■ **Instruction**
Copy each record exactly as it reads, leaving out any pictures it holds.

■ **Records to use**
★ ★ ★ ★ ★

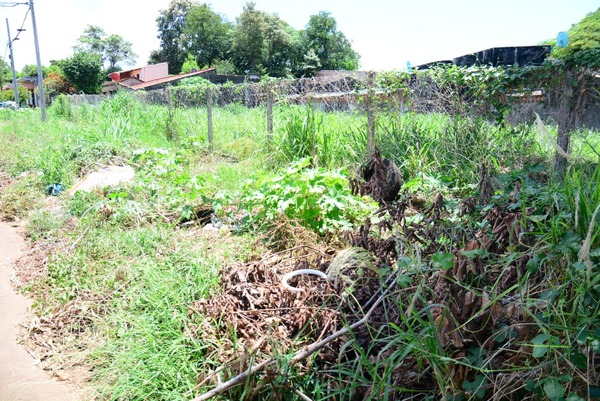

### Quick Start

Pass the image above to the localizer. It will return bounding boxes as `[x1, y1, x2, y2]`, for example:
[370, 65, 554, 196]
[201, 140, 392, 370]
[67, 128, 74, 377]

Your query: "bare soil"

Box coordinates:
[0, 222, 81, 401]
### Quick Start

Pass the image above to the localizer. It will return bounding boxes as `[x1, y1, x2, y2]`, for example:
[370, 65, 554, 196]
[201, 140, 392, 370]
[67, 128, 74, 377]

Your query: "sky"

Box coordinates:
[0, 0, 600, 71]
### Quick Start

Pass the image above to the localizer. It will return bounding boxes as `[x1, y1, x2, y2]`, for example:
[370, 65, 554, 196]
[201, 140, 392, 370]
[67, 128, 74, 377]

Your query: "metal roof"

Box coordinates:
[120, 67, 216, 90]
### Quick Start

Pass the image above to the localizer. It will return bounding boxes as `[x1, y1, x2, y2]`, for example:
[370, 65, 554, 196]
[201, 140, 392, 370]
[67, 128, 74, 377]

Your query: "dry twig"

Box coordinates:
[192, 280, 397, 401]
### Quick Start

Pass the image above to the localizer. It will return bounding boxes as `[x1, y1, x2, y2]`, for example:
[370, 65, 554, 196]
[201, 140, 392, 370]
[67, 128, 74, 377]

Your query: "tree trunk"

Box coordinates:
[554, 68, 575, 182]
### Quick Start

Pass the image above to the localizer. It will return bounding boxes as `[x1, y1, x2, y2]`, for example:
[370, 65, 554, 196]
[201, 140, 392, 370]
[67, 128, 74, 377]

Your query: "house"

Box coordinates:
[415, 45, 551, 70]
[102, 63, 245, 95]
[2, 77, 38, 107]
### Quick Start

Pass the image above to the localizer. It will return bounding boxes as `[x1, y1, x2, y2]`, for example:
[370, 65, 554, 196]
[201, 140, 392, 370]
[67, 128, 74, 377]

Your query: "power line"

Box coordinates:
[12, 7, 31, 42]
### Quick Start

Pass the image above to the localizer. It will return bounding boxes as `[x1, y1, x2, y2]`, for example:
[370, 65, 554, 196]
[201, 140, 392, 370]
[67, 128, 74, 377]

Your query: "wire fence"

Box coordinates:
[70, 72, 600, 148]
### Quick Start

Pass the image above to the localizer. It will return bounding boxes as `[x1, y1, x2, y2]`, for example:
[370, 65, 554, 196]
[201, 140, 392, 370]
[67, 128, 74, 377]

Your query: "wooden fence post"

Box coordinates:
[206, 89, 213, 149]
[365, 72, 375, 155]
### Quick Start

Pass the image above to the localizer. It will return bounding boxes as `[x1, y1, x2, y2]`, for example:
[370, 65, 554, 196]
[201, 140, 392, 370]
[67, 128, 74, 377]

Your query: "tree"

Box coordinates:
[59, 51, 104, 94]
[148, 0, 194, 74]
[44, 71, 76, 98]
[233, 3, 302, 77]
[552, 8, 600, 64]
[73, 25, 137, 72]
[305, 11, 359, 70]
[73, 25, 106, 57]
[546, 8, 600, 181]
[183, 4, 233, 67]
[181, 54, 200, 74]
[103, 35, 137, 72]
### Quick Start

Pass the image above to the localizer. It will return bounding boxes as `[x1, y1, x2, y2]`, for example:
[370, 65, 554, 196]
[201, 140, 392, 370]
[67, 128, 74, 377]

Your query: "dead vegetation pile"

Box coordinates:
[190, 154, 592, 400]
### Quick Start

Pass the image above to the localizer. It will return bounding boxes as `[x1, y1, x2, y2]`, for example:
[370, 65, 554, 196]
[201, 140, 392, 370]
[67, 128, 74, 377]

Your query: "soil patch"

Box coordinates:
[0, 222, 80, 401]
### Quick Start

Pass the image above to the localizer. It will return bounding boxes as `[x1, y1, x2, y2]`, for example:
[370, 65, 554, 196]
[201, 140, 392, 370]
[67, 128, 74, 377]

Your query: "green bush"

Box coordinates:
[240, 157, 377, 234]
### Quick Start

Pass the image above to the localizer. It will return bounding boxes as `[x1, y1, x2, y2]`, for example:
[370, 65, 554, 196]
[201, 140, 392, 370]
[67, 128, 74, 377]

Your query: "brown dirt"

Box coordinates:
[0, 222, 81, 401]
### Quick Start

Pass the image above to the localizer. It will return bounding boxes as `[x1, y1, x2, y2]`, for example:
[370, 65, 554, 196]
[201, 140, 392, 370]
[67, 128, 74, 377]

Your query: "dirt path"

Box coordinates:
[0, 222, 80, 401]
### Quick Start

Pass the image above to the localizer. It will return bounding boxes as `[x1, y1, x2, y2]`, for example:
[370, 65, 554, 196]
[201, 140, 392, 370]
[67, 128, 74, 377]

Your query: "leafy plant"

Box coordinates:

★ ★ ★ ★ ★

■ **The response**
### Quick Start

Pass the image above to the localizer. It will return bounding boxes as `[x1, y1, x2, y2]`, for example:
[370, 65, 554, 196]
[201, 140, 392, 370]
[67, 128, 74, 377]

Your query: "bare soil"

Box coordinates:
[0, 222, 81, 401]
### Quick Start

Pass the image above to the localizer. It will return bounding boxes as `[x1, y1, x2, y2]`, for example:
[370, 65, 554, 196]
[201, 140, 392, 370]
[67, 128, 74, 377]

Your query: "sky"

Box coordinates:
[0, 0, 600, 71]
### Quick Start

Pass the image above to the localizer. It will return bounding boxes as `[x1, y1, x2, y2]`, for example:
[370, 65, 554, 196]
[201, 140, 392, 370]
[67, 128, 74, 377]

Your query: "metal roof"

Box coordinates:
[120, 67, 216, 90]
### Quick Start

Pass the image above to the localizer. It will return bounding boxes as `[x1, y1, x2, y2]`, for example:
[370, 65, 554, 196]
[201, 140, 392, 370]
[67, 128, 74, 377]

Your query: "dry twig"

Box coordinates:
[192, 280, 397, 401]
### Quick Start

Pass the image above to the localizer. It will return bounding boxes as `[x1, y1, x2, y2]`, for example:
[370, 65, 554, 196]
[201, 140, 392, 370]
[67, 128, 74, 377]

Your query: "tree trunk"

Box coordinates:
[554, 68, 575, 182]
### Quick Start

Pass the image above to the localizer. It will return bounding boxes as `[x1, y1, x2, y2]`, for example:
[370, 65, 554, 196]
[201, 140, 392, 370]
[67, 128, 74, 377]

Your query: "house"

Box coordinates:
[415, 45, 551, 70]
[102, 63, 245, 95]
[2, 77, 38, 107]
### Quick Start

Pass the image above to the localizer. It will return bounding boxes as `[x1, y1, x2, y2]`, for example:
[370, 65, 554, 196]
[201, 140, 392, 370]
[67, 128, 74, 377]

Your query: "power line"

Box coordinates:
[12, 7, 31, 42]
### Quick Start

Pass the image above to the localizer. It will return bounding boxes as `[x1, y1, x2, y2]`, for example:
[370, 65, 554, 196]
[201, 140, 392, 370]
[67, 128, 74, 377]

Your query: "wire fence"

Box coordinates:
[70, 72, 600, 148]
### Quick Start

Pass the image above to the localizer. It will return bounding boxes as `[x1, y1, x2, y2]`, for example:
[370, 65, 554, 196]
[201, 140, 392, 370]
[67, 128, 74, 377]

Your query: "wooden fence post"

Box coordinates:
[206, 89, 213, 149]
[365, 72, 375, 155]
### Quick Start

Pass the image above to the localizer. It will return bounding boxes as `[x1, y1, x2, y2]`, for example:
[370, 65, 554, 196]
[201, 140, 392, 370]
[67, 128, 74, 377]

Your query: "tree"

Box coordinates:
[59, 51, 104, 94]
[148, 0, 194, 74]
[44, 71, 76, 98]
[233, 3, 302, 77]
[552, 8, 600, 64]
[73, 25, 137, 72]
[305, 11, 359, 70]
[73, 25, 106, 57]
[546, 8, 600, 181]
[183, 4, 233, 67]
[181, 54, 200, 74]
[103, 35, 137, 72]
### Quick Start

Pass the image above to the localizer. It will return bounding boxes as `[x1, y1, x2, y2]`, for example:
[370, 65, 554, 196]
[201, 140, 392, 370]
[67, 128, 74, 377]

Your query: "dead vegetation pile"

Box coordinates:
[190, 154, 592, 400]
### Quick Start

Pass the image above to the localizer. It will return bounding boxes as `[x1, y1, x2, y2]`, for example:
[370, 65, 554, 196]
[201, 140, 392, 370]
[67, 128, 74, 377]

Your query: "soil patch"

Box coordinates:
[0, 222, 80, 401]
### Quick Start

Pass the image above to the localizer. It will return bounding boxes as `[x1, y1, x2, y2]`, for example:
[370, 65, 554, 196]
[201, 140, 392, 370]
[67, 128, 74, 377]

Your query: "green bush"

Box coordinates:
[240, 157, 377, 234]
### Quick Start

Pass the image above to the localizer. It will return bounding boxes as `[x1, y1, x2, y2]`, for example:
[370, 65, 554, 196]
[201, 140, 392, 370]
[67, 128, 74, 377]

Your query: "brown dirt"

Box coordinates:
[0, 222, 81, 401]
### Quick Start

Pass the image above to the localizer. It will return bounding boxes as `[x1, y1, x2, y2]`, for example:
[370, 65, 554, 196]
[201, 140, 392, 370]
[67, 128, 74, 377]

Your query: "dirt path"

Box coordinates:
[0, 222, 80, 401]
### Quick Start

Pass the image above to the localizer. It will return bounding boxes as `[x1, y1, x2, y2]`, for example:
[370, 65, 554, 196]
[201, 140, 392, 370]
[67, 128, 74, 377]

Your query: "leafy plant"

Box coordinates:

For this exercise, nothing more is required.